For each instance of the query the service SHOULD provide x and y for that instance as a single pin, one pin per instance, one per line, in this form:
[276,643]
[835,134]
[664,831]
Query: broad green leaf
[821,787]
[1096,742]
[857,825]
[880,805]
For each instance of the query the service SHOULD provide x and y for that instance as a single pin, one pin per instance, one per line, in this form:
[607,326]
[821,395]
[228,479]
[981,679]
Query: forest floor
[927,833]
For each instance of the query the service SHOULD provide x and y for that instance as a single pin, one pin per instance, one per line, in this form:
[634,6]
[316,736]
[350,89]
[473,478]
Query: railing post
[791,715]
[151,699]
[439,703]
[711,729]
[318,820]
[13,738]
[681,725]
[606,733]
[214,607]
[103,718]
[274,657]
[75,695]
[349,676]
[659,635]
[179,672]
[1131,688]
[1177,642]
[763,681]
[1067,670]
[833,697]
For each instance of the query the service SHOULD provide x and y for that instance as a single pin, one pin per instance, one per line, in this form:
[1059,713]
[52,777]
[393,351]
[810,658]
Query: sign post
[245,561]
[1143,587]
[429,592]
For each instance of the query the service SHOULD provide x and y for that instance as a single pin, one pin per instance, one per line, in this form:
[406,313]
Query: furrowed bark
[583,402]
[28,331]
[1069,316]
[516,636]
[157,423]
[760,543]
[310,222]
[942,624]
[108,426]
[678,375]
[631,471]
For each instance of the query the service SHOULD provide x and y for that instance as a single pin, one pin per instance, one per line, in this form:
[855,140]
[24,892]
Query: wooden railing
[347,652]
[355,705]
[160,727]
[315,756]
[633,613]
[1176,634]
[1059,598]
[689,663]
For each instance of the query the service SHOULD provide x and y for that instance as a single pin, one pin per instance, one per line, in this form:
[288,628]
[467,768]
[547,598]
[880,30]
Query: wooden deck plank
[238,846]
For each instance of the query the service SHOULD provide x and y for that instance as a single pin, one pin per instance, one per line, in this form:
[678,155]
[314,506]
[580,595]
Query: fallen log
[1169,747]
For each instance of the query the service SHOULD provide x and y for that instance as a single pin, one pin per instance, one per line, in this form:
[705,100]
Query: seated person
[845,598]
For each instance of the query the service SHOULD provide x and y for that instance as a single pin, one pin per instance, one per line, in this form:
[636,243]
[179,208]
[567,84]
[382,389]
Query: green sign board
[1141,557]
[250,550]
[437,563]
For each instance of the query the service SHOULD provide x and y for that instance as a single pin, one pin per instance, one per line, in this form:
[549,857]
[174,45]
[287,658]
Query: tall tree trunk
◆ ◆ ◆ ◆ ◆ ◆ ◆
### TASK DIRECTIONS:
Your task is to retype the whole listing, keeping every word exactly as it is.

### ANSWER BOX:
For each instance of the query the service SHOULD provide x and y for that instance as a single pin, one pin per instance, one per line, in this form:
[276,643]
[835,134]
[664,831]
Query: broad green leaf
[821,787]
[1096,742]
[857,825]
[880,805]
For each instance of the query the service SHOULD provide x and y for that instance as a single pin, one pin per instance, one per line, in this form:
[607,326]
[821,395]
[228,479]
[981,679]
Query: forest floor
[927,833]
For each instance of the query the service SHOULD provide x and y for that instance as a single pin, one pin per instance, one per line, in this form:
[634,6]
[316,736]
[350,89]
[473,478]
Query: railing post
[791,715]
[151,699]
[439,703]
[711,729]
[318,820]
[13,738]
[681,725]
[606,733]
[214,607]
[103,718]
[274,657]
[75,695]
[349,676]
[659,635]
[179,672]
[1131,688]
[1177,642]
[763,681]
[1067,670]
[833,697]
For each instance of the query the service SHOULD provide x and y for that instance as a single pin, one pin per instance, one per line, in this form:
[1059,713]
[52,777]
[393,351]
[810,658]
Query: sign post
[245,561]
[1143,587]
[429,592]
For each instance of the query the service SHOULD provide x and y for that instance as a single pin, one pin per instance, one per line, in this form:
[406,313]
Query: furrowed bark
[583,402]
[28,331]
[1069,316]
[516,636]
[157,423]
[760,543]
[310,222]
[942,624]
[108,426]
[678,375]
[631,471]
For each instance of the query the service SHOULD provide x and y for that instance as a single pin, one pin per instance, one per line, in this form:
[855,140]
[24,892]
Query: wooden railing
[347,652]
[355,705]
[160,727]
[315,756]
[633,613]
[1176,634]
[1059,598]
[689,663]
For each instance of the query the service SHOULD provide x and y for that instance as a single pin, one pin per instance, one per line, in this form:
[288,628]
[467,768]
[547,598]
[880,30]
Query: wooden deck plank
[238,846]
For each instance of the query the service SHOULD provide x and y for that instance as a single pin, one pin per instance, one per line, in this form:
[678,155]
[314,506]
[580,595]
Query: fallen log
[1169,747]
For each instance of the query the service SHOULD provide x and y for that instance as a single pin, one pin per instance, one per line, in this form:
[705,100]
Query: seated person
[845,598]
For each instance of the query the service SHOULD provide x and y for that instance as a single pin, one pin per instance, one per line, in this form:
[636,243]
[179,208]
[567,84]
[382,389]
Query: green sign board
[1141,557]
[250,550]
[437,563]
For each instance of the query the service SHOULD provide x and y for that instance as a single pin, one pin per instance, one per line, in this form:
[549,857]
[174,45]
[287,658]
Query: tall tree trunk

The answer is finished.